Problem requirements:
Leave the pictures out and reproduce all the entries word for word.

** Record extracts follows **

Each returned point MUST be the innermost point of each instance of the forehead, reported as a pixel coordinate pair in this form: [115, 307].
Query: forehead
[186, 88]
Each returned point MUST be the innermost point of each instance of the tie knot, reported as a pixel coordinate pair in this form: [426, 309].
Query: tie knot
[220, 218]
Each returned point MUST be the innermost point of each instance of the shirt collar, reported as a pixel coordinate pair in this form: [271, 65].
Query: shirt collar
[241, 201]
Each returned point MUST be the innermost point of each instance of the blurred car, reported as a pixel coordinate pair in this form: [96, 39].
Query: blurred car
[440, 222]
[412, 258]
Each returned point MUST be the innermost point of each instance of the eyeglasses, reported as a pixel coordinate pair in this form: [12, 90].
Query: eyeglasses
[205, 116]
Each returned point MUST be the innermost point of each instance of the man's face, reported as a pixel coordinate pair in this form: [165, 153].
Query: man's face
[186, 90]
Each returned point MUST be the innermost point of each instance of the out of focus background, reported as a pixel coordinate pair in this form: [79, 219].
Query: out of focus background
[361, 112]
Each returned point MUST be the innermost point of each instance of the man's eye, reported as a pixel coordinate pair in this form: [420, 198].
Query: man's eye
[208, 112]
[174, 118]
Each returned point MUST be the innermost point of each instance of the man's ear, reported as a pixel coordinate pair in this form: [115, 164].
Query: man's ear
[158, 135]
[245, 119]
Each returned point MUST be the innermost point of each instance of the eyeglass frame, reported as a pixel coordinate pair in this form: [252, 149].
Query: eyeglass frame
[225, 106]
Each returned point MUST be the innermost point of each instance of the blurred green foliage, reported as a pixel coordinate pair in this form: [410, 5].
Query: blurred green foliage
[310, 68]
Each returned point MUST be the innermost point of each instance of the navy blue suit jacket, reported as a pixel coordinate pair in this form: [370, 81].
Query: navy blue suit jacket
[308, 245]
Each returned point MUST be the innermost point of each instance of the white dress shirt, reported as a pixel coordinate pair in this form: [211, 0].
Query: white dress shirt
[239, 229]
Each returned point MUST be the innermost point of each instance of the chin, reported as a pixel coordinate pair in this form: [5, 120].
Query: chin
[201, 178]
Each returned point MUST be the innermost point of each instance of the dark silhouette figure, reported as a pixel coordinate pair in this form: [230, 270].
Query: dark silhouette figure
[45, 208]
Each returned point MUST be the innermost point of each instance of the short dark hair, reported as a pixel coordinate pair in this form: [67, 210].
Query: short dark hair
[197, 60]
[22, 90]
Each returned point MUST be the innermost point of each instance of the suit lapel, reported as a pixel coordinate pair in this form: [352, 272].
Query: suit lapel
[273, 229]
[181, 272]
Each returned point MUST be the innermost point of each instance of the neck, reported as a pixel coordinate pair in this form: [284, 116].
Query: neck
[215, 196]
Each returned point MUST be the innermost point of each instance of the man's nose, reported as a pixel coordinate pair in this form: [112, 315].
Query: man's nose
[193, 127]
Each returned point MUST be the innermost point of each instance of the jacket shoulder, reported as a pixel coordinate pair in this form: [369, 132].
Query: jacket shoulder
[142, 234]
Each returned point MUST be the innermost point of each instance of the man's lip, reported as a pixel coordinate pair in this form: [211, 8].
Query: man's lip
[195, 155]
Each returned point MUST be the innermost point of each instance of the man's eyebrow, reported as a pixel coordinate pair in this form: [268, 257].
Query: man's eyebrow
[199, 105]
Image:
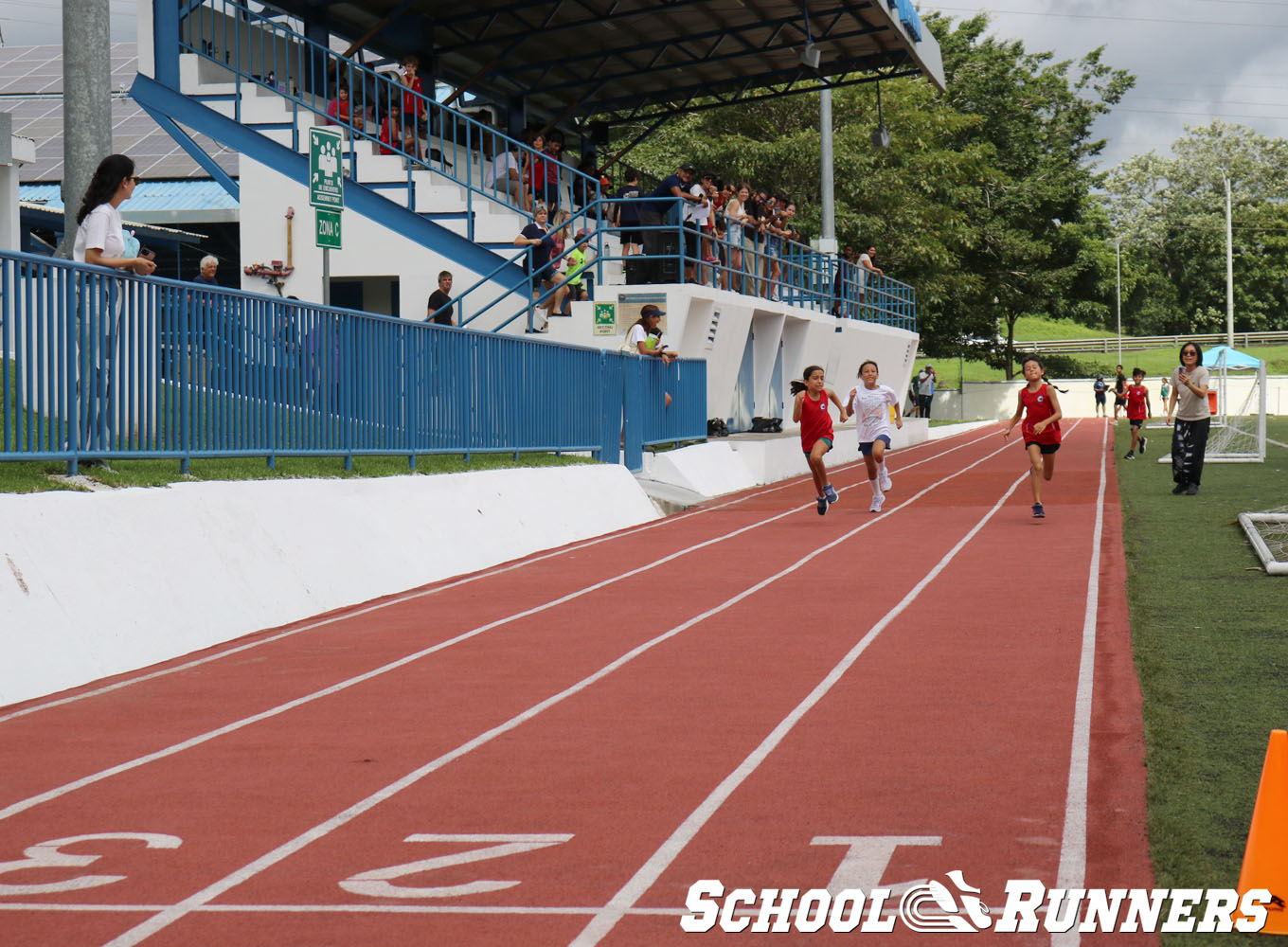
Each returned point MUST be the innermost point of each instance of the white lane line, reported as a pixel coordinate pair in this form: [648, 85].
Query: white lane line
[410, 597]
[1073, 844]
[568, 910]
[652, 870]
[188, 904]
[24, 804]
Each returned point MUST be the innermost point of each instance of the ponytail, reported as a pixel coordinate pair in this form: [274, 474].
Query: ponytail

** End of Record extracts **

Reply:
Each returned point MUST be the innermost point of each instance of the forehead, reported as a pixel coordinate pair in this form: [115, 307].
Query: forehead
[186, 88]
Each returned point MUST be the innermost point of each instance of the tie knot, reported as a pixel coordinate pair in this form: [426, 309].
Query: tie knot
[220, 218]
Each returned point MUST be the innermost point of each instance of the shirt collar, reported as a pixel coordinate pair in this form: [271, 65].
Query: shirt collar
[241, 201]
Each returned point MUST be the innermost point of each instance of the blurred car, reported as a pixel coordinate pair in this form: [96, 39].
Query: blurred car
[440, 222]
[412, 258]
Each returned point MUST be the innermost point of each instance of the eyeglasses, reported as a pixel coordinate pair in this form: [12, 90].
Query: eyeglasses
[205, 116]
Each returned point MUST be the innermost point of each instance of the man's face, reported as a pixel coordinate pair in this form: [165, 153].
Query: man's face
[186, 90]
Each returned point MUST be the innermost point of each instance of the out of focus background, reported as a pixel coordinate pair in this form: [79, 219].
Query: out of focus background
[361, 112]
Each returned point MUST be the innermost point of each instance of the man's eye, reported as a pixel coordinate pair in this form: [420, 198].
Query: man's eye
[208, 112]
[174, 118]
Each returned point MUST be the innermost point of each instance of the man's ear, reported as a pixel coordinate pair in this form: [115, 164].
Query: man's ear
[158, 135]
[245, 119]
Each returned point MUST be the innermost point of each instance of the eyeglass frame, reported as a pixel coordinate pair in this form: [252, 149].
Query: eyeglass frame
[225, 106]
Each returned point MUST be the innermost point of each instance of the blurred green foliage, reported as a pixel coordinate pair in this form: [410, 5].
Query: blurred green foliage
[310, 68]
Each returned point MUST be the innermost point of each instance of the navy blue suit jacket, reported as a pixel coordinate pair in this form: [370, 81].
Query: navy blue suit jacket
[308, 245]
Each returned point MUST be the innermost point of each instance of the white dress shirt, reported as a pixel coordinate pair in this form: [211, 0].
Query: white dress shirt
[239, 229]
Each returned point MUST be the innermost point of each instance of the chin, reported as a pixel coordinate pair in this form: [5, 120].
Query: chin
[201, 178]
Each returned point MUST be the innermost point of each instance of the dark silhouette figure, reported as a pixel coordinate pair in this form: [230, 270].
Query: dark silhouette figure
[45, 208]
Each returned point MUST be the innermost point of each instance of the short dark hair, reported as a pixel coordinate pair in this form: [67, 210].
Query: short dark hair
[197, 60]
[22, 90]
Each returned point MUST be the innermost point of each instance of the suit lapel, reported as a pixel coordinate pair in this form: [352, 272].
Query: suit lapel
[273, 229]
[181, 272]
Each returned point MUST be the innermost point of each instance of the neck, reported as a pixel coordinate pair in this form: [284, 116].
Query: neck
[215, 196]
Each returned point MUST be the innermost point of each instance of the man's nose, reported as a pixel coordinate pair in this form: [112, 315].
Query: man's nose
[193, 127]
Each returned point MUST be the innermost point of each instance of the jacket shoulder, reported as a pixel coordinate pair in this form: [369, 132].
Query: jacket shoulder
[142, 234]
Each returned point MUST be the innermost point of each instance of the man's lip, reported as a pixel coordinate pair in this form: [211, 8].
Query: man's lip
[195, 155]
Each returned point MUST be the innermost point of each instance of the man's eyebrow, reported as a pixel coordinate pair in this form: [268, 257].
Query: man's eyebrow
[199, 105]
Image:
Each returned point MUST be the innermost point of each instance of the white lane line, reported as a pixel coordinate pair in this form: [648, 85].
Query: white lane line
[410, 597]
[1073, 844]
[568, 910]
[652, 870]
[188, 904]
[24, 804]
Each returned point MUST be the innermost point of each instance of the ponytail, reported as a pixel coordinate pair in this form: [274, 474].
Query: ponytail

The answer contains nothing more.